*Assignment*:
Within the lines below, find those that hold the string "shrub" and copy each one.

[Stored data entries]
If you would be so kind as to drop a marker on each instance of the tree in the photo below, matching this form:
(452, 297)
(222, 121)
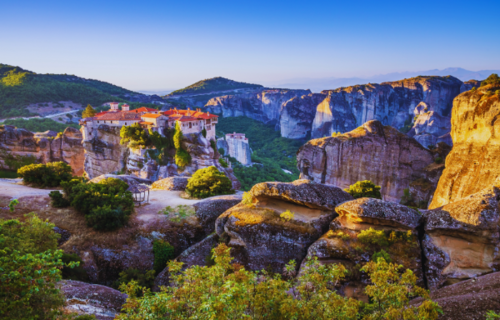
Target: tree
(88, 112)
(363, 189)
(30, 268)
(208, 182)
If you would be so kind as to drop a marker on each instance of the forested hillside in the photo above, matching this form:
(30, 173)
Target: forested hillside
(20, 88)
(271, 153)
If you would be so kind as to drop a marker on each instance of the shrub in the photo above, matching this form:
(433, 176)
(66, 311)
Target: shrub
...
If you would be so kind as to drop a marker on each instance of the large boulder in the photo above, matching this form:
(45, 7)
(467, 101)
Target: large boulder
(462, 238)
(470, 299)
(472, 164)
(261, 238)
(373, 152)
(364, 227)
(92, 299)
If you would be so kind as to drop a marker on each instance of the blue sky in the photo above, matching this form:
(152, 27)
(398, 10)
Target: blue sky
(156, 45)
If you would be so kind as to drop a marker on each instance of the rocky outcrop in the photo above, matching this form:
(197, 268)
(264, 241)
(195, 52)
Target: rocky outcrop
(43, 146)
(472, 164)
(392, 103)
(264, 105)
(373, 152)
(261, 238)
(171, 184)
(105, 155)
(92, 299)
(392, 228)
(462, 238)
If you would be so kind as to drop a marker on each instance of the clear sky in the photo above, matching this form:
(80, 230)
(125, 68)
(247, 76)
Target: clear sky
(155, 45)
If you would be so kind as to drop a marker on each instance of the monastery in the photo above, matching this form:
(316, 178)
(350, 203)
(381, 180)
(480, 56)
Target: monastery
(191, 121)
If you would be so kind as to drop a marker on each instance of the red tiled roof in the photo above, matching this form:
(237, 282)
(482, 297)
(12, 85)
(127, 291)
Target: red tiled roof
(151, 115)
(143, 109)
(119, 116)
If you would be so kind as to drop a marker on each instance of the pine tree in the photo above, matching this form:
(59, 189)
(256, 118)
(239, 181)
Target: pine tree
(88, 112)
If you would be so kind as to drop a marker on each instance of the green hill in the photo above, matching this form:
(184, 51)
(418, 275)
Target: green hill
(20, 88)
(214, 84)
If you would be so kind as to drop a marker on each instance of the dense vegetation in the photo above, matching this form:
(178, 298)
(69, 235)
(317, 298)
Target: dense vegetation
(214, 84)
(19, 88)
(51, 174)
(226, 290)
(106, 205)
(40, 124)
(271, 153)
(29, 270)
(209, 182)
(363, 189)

*Task answer*:
If you would be so kind as to drop a marker on each instance of the shrub in the photo above, matching this form:
Target: shrub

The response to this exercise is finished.